# Problem statement
Count the lines in the items below that contain the word "woman", treating uppercase and lowercase as different, and give only that number.

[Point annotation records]
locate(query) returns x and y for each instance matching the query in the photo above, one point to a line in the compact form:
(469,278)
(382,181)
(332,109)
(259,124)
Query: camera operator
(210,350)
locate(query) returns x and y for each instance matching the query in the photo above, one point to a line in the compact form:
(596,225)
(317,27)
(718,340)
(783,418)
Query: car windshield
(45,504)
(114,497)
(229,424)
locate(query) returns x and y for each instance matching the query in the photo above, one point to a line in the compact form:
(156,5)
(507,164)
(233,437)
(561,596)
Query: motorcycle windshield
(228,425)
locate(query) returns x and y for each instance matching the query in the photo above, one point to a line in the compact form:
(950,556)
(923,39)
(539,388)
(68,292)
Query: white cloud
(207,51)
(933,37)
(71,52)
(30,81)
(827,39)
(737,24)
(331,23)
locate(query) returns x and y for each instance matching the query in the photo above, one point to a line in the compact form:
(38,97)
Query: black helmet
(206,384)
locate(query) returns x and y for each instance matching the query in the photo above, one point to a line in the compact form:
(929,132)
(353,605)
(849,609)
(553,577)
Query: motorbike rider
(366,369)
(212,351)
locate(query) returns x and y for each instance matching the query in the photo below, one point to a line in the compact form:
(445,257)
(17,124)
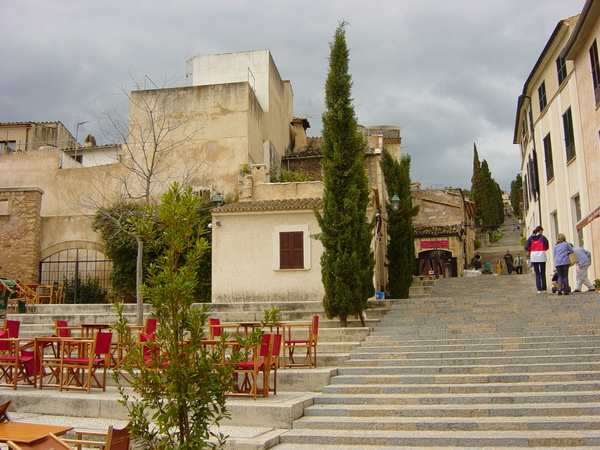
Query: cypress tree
(347,263)
(400,253)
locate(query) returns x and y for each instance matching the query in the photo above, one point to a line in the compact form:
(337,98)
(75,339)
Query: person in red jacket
(536,245)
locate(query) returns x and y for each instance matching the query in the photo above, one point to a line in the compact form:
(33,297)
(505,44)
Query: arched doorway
(437,262)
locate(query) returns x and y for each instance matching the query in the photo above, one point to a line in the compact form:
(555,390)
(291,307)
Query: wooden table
(27,433)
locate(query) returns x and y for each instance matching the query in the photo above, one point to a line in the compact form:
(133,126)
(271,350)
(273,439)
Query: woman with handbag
(562,260)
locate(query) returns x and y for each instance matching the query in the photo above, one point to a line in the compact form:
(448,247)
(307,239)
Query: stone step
(472,410)
(500,359)
(277,411)
(374,353)
(471,369)
(540,423)
(464,388)
(430,439)
(533,377)
(514,398)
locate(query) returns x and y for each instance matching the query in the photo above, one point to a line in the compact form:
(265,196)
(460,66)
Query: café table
(27,433)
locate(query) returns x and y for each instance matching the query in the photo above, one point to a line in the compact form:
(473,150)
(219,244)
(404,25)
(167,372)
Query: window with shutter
(291,250)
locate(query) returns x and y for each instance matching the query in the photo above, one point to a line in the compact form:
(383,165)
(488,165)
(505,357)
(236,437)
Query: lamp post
(77,136)
(395,202)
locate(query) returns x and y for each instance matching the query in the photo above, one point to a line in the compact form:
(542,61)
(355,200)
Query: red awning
(593,214)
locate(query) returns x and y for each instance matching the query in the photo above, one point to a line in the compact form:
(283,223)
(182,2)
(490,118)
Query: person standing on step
(536,246)
(519,263)
(509,261)
(584,259)
(562,262)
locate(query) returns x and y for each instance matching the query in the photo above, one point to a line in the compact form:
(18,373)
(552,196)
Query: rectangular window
(569,134)
(291,250)
(561,69)
(548,157)
(595,70)
(542,96)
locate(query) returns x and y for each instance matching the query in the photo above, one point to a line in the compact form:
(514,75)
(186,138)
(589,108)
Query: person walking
(584,259)
(562,249)
(508,260)
(519,263)
(536,246)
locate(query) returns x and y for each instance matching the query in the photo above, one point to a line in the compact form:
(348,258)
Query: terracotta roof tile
(439,230)
(271,205)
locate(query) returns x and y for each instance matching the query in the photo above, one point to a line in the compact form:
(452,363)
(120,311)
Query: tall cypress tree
(347,263)
(400,253)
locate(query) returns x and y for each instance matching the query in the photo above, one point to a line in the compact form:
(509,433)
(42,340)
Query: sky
(448,72)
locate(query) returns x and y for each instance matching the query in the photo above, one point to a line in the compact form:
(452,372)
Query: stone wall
(20,233)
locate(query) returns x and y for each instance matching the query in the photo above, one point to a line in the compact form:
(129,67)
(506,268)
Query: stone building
(444,232)
(556,128)
(237,112)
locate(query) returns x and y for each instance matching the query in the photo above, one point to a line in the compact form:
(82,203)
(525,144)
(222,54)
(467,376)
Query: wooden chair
(82,372)
(277,338)
(291,343)
(48,359)
(12,363)
(4,417)
(114,439)
(50,442)
(258,360)
(45,293)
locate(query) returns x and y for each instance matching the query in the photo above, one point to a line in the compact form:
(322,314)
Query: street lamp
(77,135)
(395,202)
(217,200)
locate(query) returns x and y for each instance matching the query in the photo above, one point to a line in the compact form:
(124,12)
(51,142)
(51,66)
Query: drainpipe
(535,167)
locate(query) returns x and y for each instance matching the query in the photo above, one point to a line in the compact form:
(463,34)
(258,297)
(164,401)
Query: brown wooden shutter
(291,250)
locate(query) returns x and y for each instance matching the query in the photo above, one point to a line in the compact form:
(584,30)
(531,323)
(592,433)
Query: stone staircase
(484,363)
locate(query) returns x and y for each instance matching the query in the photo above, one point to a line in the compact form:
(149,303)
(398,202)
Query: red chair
(12,363)
(275,360)
(258,359)
(115,439)
(12,326)
(82,372)
(291,343)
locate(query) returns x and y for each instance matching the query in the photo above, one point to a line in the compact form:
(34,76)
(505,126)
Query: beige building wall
(20,232)
(246,265)
(586,35)
(563,181)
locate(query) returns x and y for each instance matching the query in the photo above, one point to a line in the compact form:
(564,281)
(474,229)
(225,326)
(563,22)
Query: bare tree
(158,142)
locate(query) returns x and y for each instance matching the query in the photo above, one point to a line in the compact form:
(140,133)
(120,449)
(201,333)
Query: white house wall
(244,268)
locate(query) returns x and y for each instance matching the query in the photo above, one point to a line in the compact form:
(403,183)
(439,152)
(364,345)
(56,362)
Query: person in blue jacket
(562,263)
(536,246)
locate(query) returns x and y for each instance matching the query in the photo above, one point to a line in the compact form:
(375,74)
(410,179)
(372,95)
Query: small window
(595,70)
(569,134)
(542,96)
(548,158)
(291,250)
(561,69)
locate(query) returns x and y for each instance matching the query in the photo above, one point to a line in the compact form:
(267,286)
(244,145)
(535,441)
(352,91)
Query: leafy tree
(179,394)
(113,223)
(486,193)
(401,247)
(347,263)
(515,195)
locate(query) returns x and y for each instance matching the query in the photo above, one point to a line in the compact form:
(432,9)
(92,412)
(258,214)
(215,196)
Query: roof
(438,230)
(271,205)
(585,24)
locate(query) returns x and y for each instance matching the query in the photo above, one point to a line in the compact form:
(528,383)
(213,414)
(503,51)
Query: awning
(593,214)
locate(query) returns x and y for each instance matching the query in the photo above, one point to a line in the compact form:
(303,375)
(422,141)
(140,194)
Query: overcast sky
(448,72)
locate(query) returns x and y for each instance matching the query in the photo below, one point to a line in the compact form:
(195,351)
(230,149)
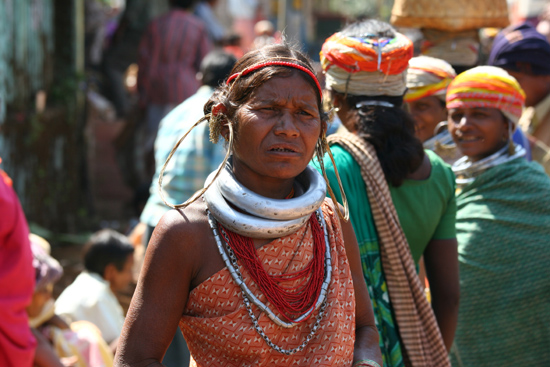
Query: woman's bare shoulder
(184,237)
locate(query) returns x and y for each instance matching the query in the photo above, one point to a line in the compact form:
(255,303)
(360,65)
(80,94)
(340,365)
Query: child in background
(59,344)
(108,260)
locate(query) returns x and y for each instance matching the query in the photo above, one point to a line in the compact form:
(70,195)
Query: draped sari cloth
(421,339)
(218,329)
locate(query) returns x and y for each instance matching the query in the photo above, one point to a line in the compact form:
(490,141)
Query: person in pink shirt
(17,344)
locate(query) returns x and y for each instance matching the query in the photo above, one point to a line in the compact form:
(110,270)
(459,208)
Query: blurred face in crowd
(427,112)
(478,132)
(120,279)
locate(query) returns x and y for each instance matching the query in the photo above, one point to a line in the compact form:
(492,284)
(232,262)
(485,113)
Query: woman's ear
(224,131)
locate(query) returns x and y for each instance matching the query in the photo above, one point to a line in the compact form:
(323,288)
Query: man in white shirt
(108,260)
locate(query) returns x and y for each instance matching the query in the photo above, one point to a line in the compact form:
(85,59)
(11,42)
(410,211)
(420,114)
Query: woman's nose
(287,124)
(462,123)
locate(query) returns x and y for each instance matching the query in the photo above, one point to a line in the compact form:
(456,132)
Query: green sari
(503,232)
(367,238)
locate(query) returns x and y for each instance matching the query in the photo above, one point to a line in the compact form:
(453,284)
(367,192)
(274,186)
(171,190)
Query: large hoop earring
(324,147)
(199,193)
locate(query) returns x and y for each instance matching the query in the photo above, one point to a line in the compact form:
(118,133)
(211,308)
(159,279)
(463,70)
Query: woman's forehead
(294,87)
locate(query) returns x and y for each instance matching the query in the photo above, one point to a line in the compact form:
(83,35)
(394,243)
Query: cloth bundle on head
(366,66)
(487,86)
(457,48)
(521,48)
(428,76)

# Expected output
5